### Stored data
◇ ◇ ◇ ◇

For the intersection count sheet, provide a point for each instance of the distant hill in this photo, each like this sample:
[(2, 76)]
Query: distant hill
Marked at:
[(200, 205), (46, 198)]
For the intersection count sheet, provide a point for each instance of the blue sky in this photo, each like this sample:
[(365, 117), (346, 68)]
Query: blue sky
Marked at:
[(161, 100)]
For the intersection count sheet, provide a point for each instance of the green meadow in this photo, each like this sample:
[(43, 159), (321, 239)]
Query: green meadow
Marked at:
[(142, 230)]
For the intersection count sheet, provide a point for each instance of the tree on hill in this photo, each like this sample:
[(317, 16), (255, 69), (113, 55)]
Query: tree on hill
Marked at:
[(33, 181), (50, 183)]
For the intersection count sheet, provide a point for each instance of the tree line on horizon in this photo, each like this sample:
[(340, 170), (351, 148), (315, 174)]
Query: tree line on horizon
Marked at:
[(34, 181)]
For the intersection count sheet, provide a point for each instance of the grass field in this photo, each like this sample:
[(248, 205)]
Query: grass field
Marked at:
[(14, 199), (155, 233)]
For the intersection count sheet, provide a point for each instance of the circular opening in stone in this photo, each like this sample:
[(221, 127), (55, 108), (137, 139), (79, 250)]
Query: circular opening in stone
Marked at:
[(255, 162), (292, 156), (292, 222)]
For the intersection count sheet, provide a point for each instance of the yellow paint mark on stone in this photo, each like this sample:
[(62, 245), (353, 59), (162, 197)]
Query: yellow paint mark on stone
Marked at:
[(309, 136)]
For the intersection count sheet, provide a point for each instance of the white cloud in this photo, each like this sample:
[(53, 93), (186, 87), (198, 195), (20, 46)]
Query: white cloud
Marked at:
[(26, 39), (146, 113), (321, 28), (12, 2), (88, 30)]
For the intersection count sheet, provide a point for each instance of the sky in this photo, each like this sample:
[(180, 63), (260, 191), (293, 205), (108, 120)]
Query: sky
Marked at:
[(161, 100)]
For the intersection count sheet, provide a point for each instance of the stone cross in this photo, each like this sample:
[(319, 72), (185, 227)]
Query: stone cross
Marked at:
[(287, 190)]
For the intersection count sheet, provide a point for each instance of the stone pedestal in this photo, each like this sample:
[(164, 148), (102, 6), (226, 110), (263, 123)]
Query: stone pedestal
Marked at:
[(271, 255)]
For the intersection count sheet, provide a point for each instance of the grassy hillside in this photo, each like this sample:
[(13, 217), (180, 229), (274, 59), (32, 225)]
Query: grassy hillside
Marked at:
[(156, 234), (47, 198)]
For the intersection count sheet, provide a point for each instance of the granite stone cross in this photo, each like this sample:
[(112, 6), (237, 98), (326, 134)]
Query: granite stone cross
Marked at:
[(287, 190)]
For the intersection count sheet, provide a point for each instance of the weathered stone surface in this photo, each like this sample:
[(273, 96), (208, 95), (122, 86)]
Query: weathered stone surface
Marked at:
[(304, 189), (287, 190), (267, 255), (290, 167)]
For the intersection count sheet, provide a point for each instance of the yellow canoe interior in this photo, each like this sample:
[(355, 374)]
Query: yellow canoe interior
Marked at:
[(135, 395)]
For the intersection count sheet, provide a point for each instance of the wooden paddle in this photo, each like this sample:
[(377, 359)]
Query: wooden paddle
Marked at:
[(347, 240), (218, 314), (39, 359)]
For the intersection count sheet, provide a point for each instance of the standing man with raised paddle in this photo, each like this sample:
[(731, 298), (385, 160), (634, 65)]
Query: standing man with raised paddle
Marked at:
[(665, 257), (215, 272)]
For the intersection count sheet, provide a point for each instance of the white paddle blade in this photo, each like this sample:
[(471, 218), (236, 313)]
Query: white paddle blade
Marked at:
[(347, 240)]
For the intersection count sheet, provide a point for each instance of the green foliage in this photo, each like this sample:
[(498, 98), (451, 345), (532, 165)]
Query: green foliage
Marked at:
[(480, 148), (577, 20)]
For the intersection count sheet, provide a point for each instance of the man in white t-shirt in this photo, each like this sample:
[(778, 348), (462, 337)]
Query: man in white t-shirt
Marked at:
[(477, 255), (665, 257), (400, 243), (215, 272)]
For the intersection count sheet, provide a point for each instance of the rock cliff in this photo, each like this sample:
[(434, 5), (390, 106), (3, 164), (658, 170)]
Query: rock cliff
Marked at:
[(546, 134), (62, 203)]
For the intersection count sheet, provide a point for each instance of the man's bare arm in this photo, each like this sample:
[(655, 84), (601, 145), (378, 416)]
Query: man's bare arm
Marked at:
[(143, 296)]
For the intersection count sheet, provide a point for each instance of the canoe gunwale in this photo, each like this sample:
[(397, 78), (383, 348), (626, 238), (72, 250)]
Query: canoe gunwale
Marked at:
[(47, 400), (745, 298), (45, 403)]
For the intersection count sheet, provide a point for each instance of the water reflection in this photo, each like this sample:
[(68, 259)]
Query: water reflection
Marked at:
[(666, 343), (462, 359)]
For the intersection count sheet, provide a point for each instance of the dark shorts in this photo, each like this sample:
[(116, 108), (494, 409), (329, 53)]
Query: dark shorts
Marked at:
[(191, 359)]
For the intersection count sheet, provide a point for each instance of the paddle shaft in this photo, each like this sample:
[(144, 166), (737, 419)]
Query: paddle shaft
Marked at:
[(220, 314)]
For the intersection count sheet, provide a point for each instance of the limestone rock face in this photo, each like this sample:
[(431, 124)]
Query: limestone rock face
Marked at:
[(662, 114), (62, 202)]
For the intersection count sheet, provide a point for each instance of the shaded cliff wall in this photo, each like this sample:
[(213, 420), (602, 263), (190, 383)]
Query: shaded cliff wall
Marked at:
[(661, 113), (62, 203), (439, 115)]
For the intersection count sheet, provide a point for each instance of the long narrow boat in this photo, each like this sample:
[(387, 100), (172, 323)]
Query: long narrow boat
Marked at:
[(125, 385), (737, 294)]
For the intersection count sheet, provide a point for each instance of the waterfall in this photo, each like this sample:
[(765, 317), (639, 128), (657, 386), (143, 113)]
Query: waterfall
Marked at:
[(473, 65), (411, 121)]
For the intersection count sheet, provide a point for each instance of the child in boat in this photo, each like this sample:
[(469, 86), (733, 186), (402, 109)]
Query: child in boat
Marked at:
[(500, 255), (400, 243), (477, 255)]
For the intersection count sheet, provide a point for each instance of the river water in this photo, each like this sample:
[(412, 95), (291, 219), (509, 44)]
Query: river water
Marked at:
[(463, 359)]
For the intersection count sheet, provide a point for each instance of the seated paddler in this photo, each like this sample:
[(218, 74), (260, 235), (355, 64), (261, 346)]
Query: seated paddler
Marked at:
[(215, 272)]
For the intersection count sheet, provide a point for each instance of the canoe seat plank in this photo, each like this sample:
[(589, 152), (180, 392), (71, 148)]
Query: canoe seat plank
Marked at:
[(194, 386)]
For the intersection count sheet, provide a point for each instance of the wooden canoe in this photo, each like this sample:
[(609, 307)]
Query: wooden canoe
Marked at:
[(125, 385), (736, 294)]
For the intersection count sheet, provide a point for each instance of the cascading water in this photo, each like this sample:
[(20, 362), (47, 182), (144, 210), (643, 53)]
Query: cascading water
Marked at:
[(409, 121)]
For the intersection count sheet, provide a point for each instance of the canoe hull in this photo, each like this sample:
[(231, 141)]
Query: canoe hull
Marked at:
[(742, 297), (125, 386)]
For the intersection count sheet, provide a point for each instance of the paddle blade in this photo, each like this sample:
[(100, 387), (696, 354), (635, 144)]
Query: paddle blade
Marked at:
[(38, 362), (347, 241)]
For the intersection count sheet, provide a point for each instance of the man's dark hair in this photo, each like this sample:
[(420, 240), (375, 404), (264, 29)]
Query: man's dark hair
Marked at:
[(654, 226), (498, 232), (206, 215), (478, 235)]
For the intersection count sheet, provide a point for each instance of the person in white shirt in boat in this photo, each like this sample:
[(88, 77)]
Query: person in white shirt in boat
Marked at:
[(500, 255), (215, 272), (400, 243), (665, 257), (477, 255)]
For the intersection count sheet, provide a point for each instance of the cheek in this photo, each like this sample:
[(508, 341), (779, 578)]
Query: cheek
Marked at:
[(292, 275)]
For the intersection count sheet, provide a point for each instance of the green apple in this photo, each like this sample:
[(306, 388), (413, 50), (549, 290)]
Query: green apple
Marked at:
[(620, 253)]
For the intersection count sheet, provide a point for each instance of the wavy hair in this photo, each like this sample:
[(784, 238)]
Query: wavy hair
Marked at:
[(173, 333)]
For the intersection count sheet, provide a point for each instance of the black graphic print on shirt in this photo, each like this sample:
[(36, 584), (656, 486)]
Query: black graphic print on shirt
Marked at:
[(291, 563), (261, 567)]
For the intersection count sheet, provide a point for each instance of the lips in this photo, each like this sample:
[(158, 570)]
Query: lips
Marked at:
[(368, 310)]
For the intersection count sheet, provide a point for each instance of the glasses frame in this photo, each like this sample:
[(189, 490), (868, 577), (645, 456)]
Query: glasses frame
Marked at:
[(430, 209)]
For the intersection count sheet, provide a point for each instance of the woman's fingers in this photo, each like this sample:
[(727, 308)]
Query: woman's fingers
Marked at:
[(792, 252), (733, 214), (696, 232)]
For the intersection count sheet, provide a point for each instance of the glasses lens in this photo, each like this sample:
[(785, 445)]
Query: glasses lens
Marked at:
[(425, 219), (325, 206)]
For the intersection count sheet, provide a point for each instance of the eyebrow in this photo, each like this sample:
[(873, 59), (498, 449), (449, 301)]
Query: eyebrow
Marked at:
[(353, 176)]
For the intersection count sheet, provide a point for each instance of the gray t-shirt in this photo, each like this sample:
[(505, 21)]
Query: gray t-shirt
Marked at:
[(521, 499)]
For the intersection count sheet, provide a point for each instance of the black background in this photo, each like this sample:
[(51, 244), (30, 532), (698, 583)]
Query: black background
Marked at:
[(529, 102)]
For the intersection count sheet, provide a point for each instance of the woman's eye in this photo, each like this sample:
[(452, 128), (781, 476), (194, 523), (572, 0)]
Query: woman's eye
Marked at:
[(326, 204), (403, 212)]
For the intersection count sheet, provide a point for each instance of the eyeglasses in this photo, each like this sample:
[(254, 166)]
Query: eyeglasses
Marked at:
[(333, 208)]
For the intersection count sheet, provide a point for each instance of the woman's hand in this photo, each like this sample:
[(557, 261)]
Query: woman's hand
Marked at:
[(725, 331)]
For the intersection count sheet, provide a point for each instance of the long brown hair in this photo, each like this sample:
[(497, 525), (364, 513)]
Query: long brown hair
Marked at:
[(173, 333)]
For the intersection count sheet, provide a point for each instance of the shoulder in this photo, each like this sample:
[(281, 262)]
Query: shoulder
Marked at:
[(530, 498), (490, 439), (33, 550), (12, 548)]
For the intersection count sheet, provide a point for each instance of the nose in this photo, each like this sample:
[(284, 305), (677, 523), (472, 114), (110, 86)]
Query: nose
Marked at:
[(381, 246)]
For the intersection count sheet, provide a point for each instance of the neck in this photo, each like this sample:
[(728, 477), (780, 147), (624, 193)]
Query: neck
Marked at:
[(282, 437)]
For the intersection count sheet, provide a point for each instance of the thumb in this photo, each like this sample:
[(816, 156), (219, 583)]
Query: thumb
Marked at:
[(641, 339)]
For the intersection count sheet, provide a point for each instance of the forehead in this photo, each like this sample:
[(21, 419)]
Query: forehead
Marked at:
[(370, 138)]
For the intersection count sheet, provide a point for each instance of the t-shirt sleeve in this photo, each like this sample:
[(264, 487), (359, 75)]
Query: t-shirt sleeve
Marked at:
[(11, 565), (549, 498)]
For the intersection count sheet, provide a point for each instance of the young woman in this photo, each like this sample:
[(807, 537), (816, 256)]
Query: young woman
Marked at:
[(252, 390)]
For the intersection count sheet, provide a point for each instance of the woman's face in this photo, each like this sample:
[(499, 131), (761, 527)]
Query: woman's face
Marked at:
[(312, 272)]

◇ ◇ ◇ ◇

### Problem to work on
Output only the lines from the one that contains "of the shoulder" through the last line of the data above, each restated exactly.

### Answer box
For the intersection count sheet, provide a point for each instance of the shoulder in this photo, each like this sample:
[(281, 262)]
Query: shoulder
Marked at:
[(530, 498), (490, 439), (33, 550), (12, 548)]
For the intersection count sheet, provide a point for each instance of the nose in this photo, each like this sample:
[(284, 305), (677, 523), (472, 114), (110, 86)]
Query: nose
Marked at:
[(381, 246)]
For the intersection count sheet, provide a point for each instance of the neck in this photo, each like this sample:
[(728, 477), (780, 147), (624, 193)]
Query: neck
Marked at:
[(282, 437)]
For the intersection count sheet, provide a point for each instance of the thumb in this photo, each like this sample:
[(816, 156), (219, 583)]
Query: thumb
Marked at:
[(641, 339)]
For the intersection count sheet, provide a point for each instance of the forehead in this photo, each like this sample:
[(21, 419)]
Query: forehead
Marked at:
[(370, 138)]
For the intersection count sheet, provide a point for each instance of the t-shirt sleeve in this photo, each like this sample:
[(264, 487), (359, 75)]
Query: t-shirt sleeve
Marked at:
[(11, 565), (549, 498)]
For the intersection count sheet, provide a point for each instance of the young woman in this photo, each like this sample:
[(807, 537), (816, 256)]
Query: young woman
Marked at:
[(252, 390)]
For the intersection count sheet, provide a point for each instance of the woman's face in this photo, each like this sample:
[(499, 131), (761, 527)]
Query: woman's face
Marked at:
[(312, 272)]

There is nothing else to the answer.